(Excerpts of pointing data)
-- start --

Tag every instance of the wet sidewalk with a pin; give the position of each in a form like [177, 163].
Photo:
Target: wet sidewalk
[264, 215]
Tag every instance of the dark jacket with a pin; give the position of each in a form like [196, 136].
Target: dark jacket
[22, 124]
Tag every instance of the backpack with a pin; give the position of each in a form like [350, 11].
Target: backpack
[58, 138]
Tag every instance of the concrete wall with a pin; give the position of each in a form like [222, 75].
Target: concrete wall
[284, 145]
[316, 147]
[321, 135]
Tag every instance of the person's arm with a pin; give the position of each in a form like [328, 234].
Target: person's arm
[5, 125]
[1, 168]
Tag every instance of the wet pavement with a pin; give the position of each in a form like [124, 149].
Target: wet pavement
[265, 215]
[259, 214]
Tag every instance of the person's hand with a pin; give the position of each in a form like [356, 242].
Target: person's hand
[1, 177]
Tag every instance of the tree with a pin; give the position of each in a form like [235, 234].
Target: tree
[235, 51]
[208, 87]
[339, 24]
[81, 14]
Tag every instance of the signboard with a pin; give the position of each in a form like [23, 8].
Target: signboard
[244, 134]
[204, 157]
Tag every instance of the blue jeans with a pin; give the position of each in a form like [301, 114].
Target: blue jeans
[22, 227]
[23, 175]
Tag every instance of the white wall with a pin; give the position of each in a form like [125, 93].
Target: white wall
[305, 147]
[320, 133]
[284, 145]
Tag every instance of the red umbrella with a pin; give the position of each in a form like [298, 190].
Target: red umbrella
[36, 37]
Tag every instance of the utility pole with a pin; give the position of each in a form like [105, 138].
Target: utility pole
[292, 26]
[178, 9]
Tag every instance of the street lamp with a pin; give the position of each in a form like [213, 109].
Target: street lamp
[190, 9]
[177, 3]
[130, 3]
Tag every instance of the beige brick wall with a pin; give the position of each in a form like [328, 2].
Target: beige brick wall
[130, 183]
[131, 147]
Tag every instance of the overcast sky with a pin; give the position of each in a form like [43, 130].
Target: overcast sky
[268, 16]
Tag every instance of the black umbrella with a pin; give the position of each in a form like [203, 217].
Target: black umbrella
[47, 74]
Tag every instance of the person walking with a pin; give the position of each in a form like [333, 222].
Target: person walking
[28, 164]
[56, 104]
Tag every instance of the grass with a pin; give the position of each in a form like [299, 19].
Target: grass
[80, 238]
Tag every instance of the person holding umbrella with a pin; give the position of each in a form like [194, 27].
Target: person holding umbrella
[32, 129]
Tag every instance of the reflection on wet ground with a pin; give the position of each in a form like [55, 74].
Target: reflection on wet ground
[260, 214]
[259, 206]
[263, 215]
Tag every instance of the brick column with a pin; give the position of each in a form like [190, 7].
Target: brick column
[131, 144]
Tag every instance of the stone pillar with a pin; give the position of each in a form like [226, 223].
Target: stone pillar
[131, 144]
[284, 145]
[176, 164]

-- end --

*Task*:
Repeat the material above exactly.

*Solution to this task*:
Tag every instance of the wet sidewalk with a pin; give the position of each in a form like [177, 163].
Photo:
Target: wet sidewalk
[264, 215]
Tag every instance of the dark jacket with a pin; give the position of each in a form like [196, 136].
Target: dark jacket
[22, 124]
Tag every instance of the backpack with a pin; give the position of each in a form like [350, 11].
Target: backpack
[58, 138]
Tag every instance of the concrete wall with a pin; give the position of each in a form like [222, 75].
Target: concrete wall
[284, 145]
[316, 147]
[321, 135]
Tag every instance of the person's arm with a pin; give the position of each in a form like [328, 234].
Target: person's arm
[5, 125]
[1, 168]
Tag every instance of the wet pavement with a pin; give the position of each in a form like [124, 149].
Target: wet pavement
[265, 215]
[259, 214]
Tag every instance of the person's hand with a pin; give the position of each in a form like [356, 242].
Target: person's hand
[1, 177]
Tag every instance of the tree with a pin; give the position of each in a form like [235, 234].
Target: tree
[235, 51]
[208, 87]
[339, 24]
[81, 14]
Tag every instance of the signboard with a pin; give the position of each in a form like [23, 8].
Target: signboard
[244, 134]
[204, 157]
Tag every instance of the blue jeans with a pin; give the position of each in a form like [301, 114].
Target: blue jeans
[22, 227]
[23, 175]
Tag every instance of the white wall with a pin; give the position of each in a form like [125, 93].
Target: white wall
[305, 147]
[320, 133]
[284, 145]
Tag every instance of the red umbrella with a pin; give the position of each in a form like [298, 190].
Target: red umbrella
[36, 37]
Tag every instance of the utility pole with a pin; give the position of each in a form like [105, 138].
Target: utility pole
[292, 26]
[178, 9]
Tag every instance of the street lamp with a pin; give the position of each in a form like [213, 109].
Target: street lamp
[190, 9]
[177, 3]
[130, 3]
Tag every instance of the beige brick wall with a pin; give the position of each in a form like [328, 2].
Target: beige brick wall
[130, 183]
[131, 147]
Tag every instance of the overcast sky with a pin; give the position of each in a form like [43, 130].
Target: overcast sky
[268, 16]
Tag every instance of the black umbrella with a pin; give the position of each in a form like [203, 217].
Target: black umbrella
[47, 74]
Tag every instance of the person walking with a pin; give the position of each in a form like [333, 222].
Target: person walking
[28, 164]
[56, 104]
Tag every instance of the grass with a pin; give the position of each in a form like [299, 19].
Target: grass
[80, 238]
Tag every instance of the person holding umbrella with a pin; give the position of each in a form like [194, 27].
Target: person holding umbrella
[32, 129]
Tag every instance of the reflection on wet ground with a pin; give the position of each in a form like [55, 74].
Target: reflection on wet ground
[260, 214]
[259, 206]
[263, 215]
Tag every instance of the brick column with a pin; give the position of each in a form like [190, 7].
Target: brick column
[131, 144]
Tag every instance of the stone pillar with a pin; give the position of each in a form like [226, 223].
Target: stone pillar
[131, 144]
[284, 145]
[176, 164]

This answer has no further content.